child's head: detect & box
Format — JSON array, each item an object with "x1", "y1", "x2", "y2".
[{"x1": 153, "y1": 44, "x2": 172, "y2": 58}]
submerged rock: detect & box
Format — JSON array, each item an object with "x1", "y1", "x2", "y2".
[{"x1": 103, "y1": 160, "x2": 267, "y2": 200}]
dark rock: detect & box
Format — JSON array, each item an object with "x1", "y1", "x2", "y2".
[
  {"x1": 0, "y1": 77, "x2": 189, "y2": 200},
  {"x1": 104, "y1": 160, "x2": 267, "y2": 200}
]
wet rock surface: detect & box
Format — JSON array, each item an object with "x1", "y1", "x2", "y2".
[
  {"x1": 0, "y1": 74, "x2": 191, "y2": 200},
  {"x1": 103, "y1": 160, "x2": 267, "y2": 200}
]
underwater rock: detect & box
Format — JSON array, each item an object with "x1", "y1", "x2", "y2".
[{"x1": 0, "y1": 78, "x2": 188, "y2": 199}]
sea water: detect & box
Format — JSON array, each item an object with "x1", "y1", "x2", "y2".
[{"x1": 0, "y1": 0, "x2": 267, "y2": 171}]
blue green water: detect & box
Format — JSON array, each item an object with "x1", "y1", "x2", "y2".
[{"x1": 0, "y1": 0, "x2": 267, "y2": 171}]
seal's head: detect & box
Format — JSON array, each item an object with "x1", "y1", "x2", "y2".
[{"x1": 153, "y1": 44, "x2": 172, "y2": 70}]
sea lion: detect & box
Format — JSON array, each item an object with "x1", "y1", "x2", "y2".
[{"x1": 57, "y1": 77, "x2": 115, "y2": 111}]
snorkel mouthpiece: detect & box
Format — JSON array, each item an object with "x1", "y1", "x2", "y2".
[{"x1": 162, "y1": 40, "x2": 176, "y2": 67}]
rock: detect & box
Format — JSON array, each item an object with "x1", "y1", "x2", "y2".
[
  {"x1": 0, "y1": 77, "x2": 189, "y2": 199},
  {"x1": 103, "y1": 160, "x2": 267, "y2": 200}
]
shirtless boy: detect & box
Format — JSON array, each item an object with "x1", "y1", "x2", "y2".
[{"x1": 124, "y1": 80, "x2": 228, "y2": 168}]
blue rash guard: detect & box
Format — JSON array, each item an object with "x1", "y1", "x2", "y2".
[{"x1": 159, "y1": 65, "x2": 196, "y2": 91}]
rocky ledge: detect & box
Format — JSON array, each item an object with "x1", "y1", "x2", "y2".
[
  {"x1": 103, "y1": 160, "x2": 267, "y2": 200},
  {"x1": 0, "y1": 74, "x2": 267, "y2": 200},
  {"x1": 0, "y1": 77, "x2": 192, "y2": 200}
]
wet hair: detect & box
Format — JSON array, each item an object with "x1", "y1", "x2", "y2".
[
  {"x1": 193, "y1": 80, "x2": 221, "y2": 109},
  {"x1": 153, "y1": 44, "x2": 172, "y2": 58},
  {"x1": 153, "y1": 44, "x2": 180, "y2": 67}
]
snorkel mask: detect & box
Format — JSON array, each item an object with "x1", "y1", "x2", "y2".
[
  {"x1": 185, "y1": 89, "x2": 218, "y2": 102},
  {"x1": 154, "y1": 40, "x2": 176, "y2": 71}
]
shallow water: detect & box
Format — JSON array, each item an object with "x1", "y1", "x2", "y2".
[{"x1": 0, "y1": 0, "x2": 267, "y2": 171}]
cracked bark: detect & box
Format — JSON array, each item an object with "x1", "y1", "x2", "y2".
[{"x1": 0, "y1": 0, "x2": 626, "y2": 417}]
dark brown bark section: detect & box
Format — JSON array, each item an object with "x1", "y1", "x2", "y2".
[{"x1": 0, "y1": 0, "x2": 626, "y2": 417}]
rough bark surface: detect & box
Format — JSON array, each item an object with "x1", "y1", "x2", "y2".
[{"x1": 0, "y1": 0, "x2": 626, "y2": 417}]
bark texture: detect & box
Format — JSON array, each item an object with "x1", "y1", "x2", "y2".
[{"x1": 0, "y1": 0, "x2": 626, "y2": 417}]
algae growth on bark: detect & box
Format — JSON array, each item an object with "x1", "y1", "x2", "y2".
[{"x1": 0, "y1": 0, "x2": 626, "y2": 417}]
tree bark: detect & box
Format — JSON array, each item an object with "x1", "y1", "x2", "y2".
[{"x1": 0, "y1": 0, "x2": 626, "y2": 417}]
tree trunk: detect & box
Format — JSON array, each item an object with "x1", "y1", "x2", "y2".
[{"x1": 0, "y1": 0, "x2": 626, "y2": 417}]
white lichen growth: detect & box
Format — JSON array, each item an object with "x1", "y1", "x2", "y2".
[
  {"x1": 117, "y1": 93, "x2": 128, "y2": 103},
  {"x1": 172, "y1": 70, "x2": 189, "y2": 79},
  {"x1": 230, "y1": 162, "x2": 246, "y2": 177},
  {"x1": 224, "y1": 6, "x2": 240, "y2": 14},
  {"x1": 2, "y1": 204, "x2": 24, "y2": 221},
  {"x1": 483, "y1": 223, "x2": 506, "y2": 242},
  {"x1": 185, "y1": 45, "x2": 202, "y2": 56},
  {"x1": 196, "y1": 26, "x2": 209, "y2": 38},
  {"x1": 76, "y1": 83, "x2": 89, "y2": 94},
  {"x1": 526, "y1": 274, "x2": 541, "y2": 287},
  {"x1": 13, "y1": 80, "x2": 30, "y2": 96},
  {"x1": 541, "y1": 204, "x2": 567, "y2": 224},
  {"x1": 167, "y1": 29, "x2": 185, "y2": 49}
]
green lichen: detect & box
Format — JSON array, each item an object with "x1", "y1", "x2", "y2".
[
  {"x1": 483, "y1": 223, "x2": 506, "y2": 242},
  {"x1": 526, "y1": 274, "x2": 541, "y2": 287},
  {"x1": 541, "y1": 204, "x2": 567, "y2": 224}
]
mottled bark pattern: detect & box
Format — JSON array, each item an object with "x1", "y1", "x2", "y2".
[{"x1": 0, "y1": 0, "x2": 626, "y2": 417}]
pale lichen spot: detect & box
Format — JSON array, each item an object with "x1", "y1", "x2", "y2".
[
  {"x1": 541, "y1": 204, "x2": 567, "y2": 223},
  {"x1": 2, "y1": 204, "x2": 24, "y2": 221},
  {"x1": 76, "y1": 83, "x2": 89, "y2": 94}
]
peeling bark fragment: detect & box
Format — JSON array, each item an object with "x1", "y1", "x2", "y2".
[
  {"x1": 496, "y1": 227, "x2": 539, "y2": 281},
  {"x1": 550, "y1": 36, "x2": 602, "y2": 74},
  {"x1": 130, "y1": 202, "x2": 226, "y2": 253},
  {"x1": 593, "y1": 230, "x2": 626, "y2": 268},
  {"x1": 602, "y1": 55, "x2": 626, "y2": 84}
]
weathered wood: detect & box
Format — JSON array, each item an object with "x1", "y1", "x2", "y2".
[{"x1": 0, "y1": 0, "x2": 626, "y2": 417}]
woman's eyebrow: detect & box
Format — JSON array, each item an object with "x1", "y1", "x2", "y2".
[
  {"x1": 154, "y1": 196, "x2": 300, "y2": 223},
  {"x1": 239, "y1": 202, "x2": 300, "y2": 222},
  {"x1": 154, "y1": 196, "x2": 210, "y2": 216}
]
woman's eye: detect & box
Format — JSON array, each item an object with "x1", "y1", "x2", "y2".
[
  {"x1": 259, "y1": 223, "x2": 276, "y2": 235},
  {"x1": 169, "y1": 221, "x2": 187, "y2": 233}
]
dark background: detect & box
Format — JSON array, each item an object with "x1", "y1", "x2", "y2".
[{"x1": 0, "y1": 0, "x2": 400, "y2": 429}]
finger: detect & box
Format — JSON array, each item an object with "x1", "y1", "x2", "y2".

Given instruction
Copy out all of the material above word for word, keeping every line the same.

Complete response
child's head: detect & box
Format — JSON array, each item an object with "x1", "y1", "x2", "y2".
[{"x1": 153, "y1": 44, "x2": 172, "y2": 58}]
submerged rock: detect & box
Format — JSON array, each item an object with "x1", "y1", "x2", "y2".
[{"x1": 103, "y1": 160, "x2": 267, "y2": 200}]
dark rock: detect & box
Format — JSON array, each item an object with "x1", "y1", "x2", "y2".
[
  {"x1": 0, "y1": 77, "x2": 189, "y2": 200},
  {"x1": 104, "y1": 160, "x2": 267, "y2": 200}
]
wet rock surface: detect & box
Format — JSON array, each item an object with "x1", "y1", "x2", "y2".
[
  {"x1": 0, "y1": 74, "x2": 191, "y2": 200},
  {"x1": 103, "y1": 160, "x2": 267, "y2": 200}
]
underwater rock: detect & box
Format — JSON array, each item an object with "x1", "y1", "x2", "y2".
[{"x1": 0, "y1": 78, "x2": 188, "y2": 199}]
sea water: detect & box
Format — JSON array, each item an object with "x1", "y1", "x2", "y2".
[{"x1": 0, "y1": 0, "x2": 267, "y2": 171}]
blue green water: detect & box
Format — JSON array, each item an object with "x1", "y1", "x2", "y2".
[{"x1": 0, "y1": 0, "x2": 267, "y2": 171}]
seal's head: detect & box
Format — JSON array, each item an object with "x1", "y1", "x2", "y2".
[{"x1": 153, "y1": 44, "x2": 172, "y2": 70}]
sea lion: detect & box
Format — JSON array, each item an object with "x1", "y1", "x2", "y2".
[{"x1": 57, "y1": 77, "x2": 115, "y2": 111}]
snorkel mouthpiece: detect & box
Format — JSON array, each item an object with "x1", "y1", "x2", "y2".
[{"x1": 162, "y1": 40, "x2": 176, "y2": 67}]
rock: detect & box
Format — JSON array, each item an object with "x1", "y1", "x2", "y2".
[
  {"x1": 0, "y1": 77, "x2": 189, "y2": 199},
  {"x1": 103, "y1": 160, "x2": 267, "y2": 200}
]
shirtless boy: detect & box
Format — JSON array, each item an object with "x1", "y1", "x2", "y2".
[{"x1": 124, "y1": 80, "x2": 228, "y2": 168}]
blue rash guard: detect & box
Format — JSON array, each item an object with "x1", "y1", "x2", "y2".
[{"x1": 159, "y1": 65, "x2": 196, "y2": 91}]
rocky ledge: detect & box
Format — JSON array, each item an object with "x1", "y1", "x2", "y2".
[
  {"x1": 103, "y1": 160, "x2": 267, "y2": 200},
  {"x1": 0, "y1": 74, "x2": 267, "y2": 200},
  {"x1": 0, "y1": 77, "x2": 192, "y2": 200}
]
wet hair: detect & box
Format — JSON array, each item an object with "x1", "y1", "x2", "y2".
[
  {"x1": 193, "y1": 80, "x2": 221, "y2": 109},
  {"x1": 153, "y1": 44, "x2": 172, "y2": 58},
  {"x1": 153, "y1": 44, "x2": 180, "y2": 67}
]
snorkel mask: detect & box
Format — JSON array, each item an object with "x1", "y1", "x2", "y2".
[
  {"x1": 185, "y1": 89, "x2": 218, "y2": 102},
  {"x1": 154, "y1": 40, "x2": 176, "y2": 71}
]
shallow water: detect & box
Format — JSON array, each item an object with "x1", "y1", "x2", "y2".
[{"x1": 0, "y1": 0, "x2": 267, "y2": 171}]
cracked bark: detect & box
Format — JSON array, each item an object with "x1", "y1", "x2", "y2".
[{"x1": 0, "y1": 0, "x2": 626, "y2": 417}]
dark brown bark section: detect & box
Format — JSON array, each item an object with "x1", "y1", "x2", "y2".
[{"x1": 0, "y1": 0, "x2": 626, "y2": 417}]
rough bark surface: detect & box
Format — JSON array, each item an object with "x1", "y1", "x2", "y2".
[{"x1": 0, "y1": 0, "x2": 626, "y2": 417}]
bark texture: detect & box
Format — JSON array, each item an object with "x1", "y1", "x2", "y2".
[{"x1": 0, "y1": 0, "x2": 626, "y2": 417}]
algae growth on bark: detect & box
Format — JSON array, each item an object with "x1", "y1", "x2", "y2".
[{"x1": 0, "y1": 0, "x2": 626, "y2": 417}]
tree bark: detect & box
Format — JSON array, each item an object with "x1", "y1", "x2", "y2".
[{"x1": 0, "y1": 0, "x2": 626, "y2": 417}]
tree trunk: detect & box
Format — JSON array, each item an object with "x1", "y1", "x2", "y2".
[{"x1": 0, "y1": 0, "x2": 626, "y2": 417}]
white lichen growth: detect & box
Format — JSON array, each item an object with "x1", "y1", "x2", "y2".
[
  {"x1": 117, "y1": 93, "x2": 128, "y2": 103},
  {"x1": 172, "y1": 70, "x2": 189, "y2": 79},
  {"x1": 230, "y1": 162, "x2": 246, "y2": 177},
  {"x1": 224, "y1": 6, "x2": 240, "y2": 14},
  {"x1": 2, "y1": 204, "x2": 24, "y2": 221},
  {"x1": 483, "y1": 223, "x2": 506, "y2": 242},
  {"x1": 185, "y1": 45, "x2": 202, "y2": 56},
  {"x1": 196, "y1": 26, "x2": 209, "y2": 38},
  {"x1": 76, "y1": 83, "x2": 89, "y2": 94},
  {"x1": 526, "y1": 274, "x2": 541, "y2": 287},
  {"x1": 13, "y1": 80, "x2": 30, "y2": 96},
  {"x1": 541, "y1": 204, "x2": 567, "y2": 224},
  {"x1": 167, "y1": 29, "x2": 185, "y2": 49}
]
green lichen: detect & box
Format — JSON array, each item an object with "x1", "y1", "x2", "y2".
[
  {"x1": 483, "y1": 223, "x2": 506, "y2": 242},
  {"x1": 526, "y1": 274, "x2": 541, "y2": 287},
  {"x1": 541, "y1": 204, "x2": 567, "y2": 224}
]
mottled bark pattern: detect & box
Format — JSON array, each item an object with "x1", "y1", "x2", "y2".
[{"x1": 0, "y1": 0, "x2": 626, "y2": 417}]
pale lichen spot: detect & box
Format — JSON array, each item an object with "x1", "y1", "x2", "y2".
[
  {"x1": 541, "y1": 204, "x2": 567, "y2": 223},
  {"x1": 2, "y1": 204, "x2": 24, "y2": 221},
  {"x1": 76, "y1": 83, "x2": 89, "y2": 94}
]
peeling bark fragment: detect & box
Format — JSON array, each item an object with "x1", "y1", "x2", "y2".
[
  {"x1": 496, "y1": 227, "x2": 539, "y2": 281},
  {"x1": 550, "y1": 36, "x2": 602, "y2": 74},
  {"x1": 130, "y1": 202, "x2": 226, "y2": 253},
  {"x1": 593, "y1": 230, "x2": 626, "y2": 268},
  {"x1": 602, "y1": 55, "x2": 626, "y2": 84}
]
weathered wood: detect & box
Format — JSON array, each item an object with "x1", "y1", "x2", "y2".
[{"x1": 0, "y1": 0, "x2": 626, "y2": 417}]
woman's eyebrow: detect & box
Format — JSON array, each item an object with "x1", "y1", "x2", "y2".
[
  {"x1": 154, "y1": 196, "x2": 300, "y2": 223},
  {"x1": 239, "y1": 202, "x2": 300, "y2": 222},
  {"x1": 154, "y1": 196, "x2": 210, "y2": 216}
]
woman's eye: detect & box
Format — JSON array, each item an object with "x1", "y1", "x2", "y2".
[
  {"x1": 259, "y1": 223, "x2": 276, "y2": 235},
  {"x1": 169, "y1": 221, "x2": 187, "y2": 233}
]
dark background: detect & box
Format — JSON array, each item an object with "x1", "y1", "x2", "y2".
[{"x1": 0, "y1": 0, "x2": 400, "y2": 429}]
finger: detect & box
Format — JSON array, each item an object with "x1", "y1", "x2", "y2".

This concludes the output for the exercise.